> [Source excerpt]
--------------------

And then there were eleven

Page after page of damning details. They came from computer records, books, media reports and, maybe most significantly, the people Lance Armstrong used to train alongside and celebrate with. The people he used to call his friends.

Hit with a lifetime ban and the loss of all seven of his Tour de France titles, Armstrong challenged the U.S. Anti-Doping Agency to give him the names of all his accusers. The agency obliged, listing 26, including 11 former teammates.

Armstrong said he wanted to see the hard evidence that he was a doper, and USADA gave him that, too, in the form of a 200-page tome filled with vivid recollections — the hotel rooms riders transformed into makeshift blood-transfusion centers, the way Armstrong's former wife rolled cortisone pills into foil and handed them out to the cyclists.

--------------------

> [Available records]

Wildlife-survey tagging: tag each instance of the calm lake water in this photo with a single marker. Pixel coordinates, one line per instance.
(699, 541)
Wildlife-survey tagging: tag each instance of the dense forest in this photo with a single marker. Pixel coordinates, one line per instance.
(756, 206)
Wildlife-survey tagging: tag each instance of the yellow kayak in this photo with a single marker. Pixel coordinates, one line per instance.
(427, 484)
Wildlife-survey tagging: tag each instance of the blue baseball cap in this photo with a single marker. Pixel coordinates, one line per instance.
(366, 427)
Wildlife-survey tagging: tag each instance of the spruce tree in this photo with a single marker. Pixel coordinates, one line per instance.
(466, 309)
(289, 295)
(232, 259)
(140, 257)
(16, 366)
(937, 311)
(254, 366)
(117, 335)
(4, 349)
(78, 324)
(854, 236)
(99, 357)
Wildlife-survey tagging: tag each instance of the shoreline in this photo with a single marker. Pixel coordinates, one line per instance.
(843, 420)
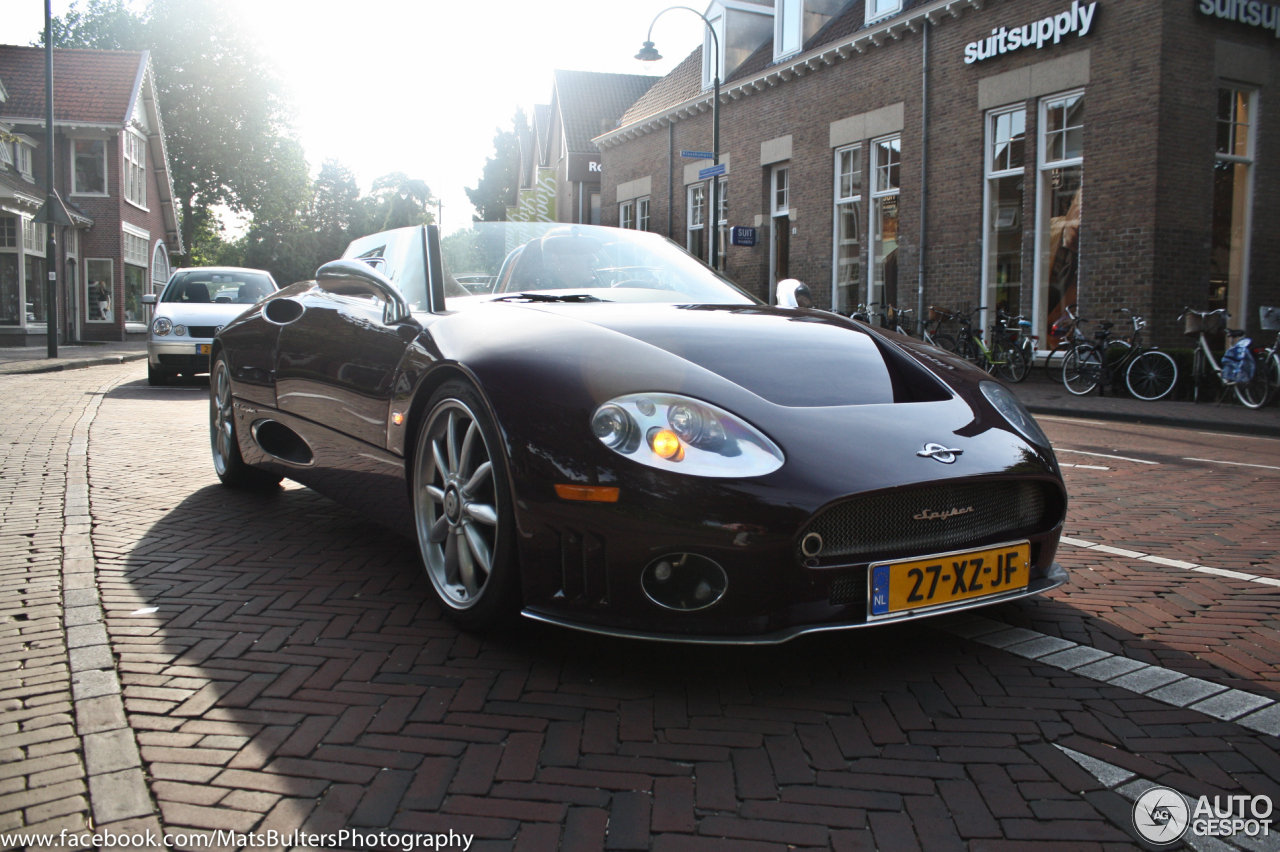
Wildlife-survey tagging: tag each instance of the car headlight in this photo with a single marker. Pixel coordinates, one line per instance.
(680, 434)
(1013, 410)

--------------------

> [Instructions]
(A) Can you rewrite the entries starting at the line that contains "Wildlife-survey tagging: tag each instance of the car" and stopping after the last entry, with "car headlight" replaced by "truck headlight" and nothing else changed?
(B) Could you continue the article about the Armstrong doping case from the point where it stops?
The text and the entries have no connection to each other.

> [Responses]
(A)
Wildlife-survey tagging: tag each instance of the truck headlight in this photo with a single marker. Pixel coordinates, one line per instance.
(680, 434)
(1013, 410)

(B)
The report, released Wednesday, depicts what USADA chief Travis Tygart called "the most sophisticated, professionalized and successful doping program that sport has ever seen.'' Armstrong's attorney called it a "one-sided hatchet job.''

USADA said the path Armstrong chose to pursue his goals "ran far outside the rules.'' It accuses him of depending on performance-enhancing drugs to fuel his victories and "more ruthlessly, to expect and to require that his teammates'' do the same. The report called the evidence "as strong or stronger than any case brought in USADA's 12 years of existence.'' Tygart said evidence from 26 people, including 15 riders with knowledge of the US Postal Service team's doping activities, provided material for the report.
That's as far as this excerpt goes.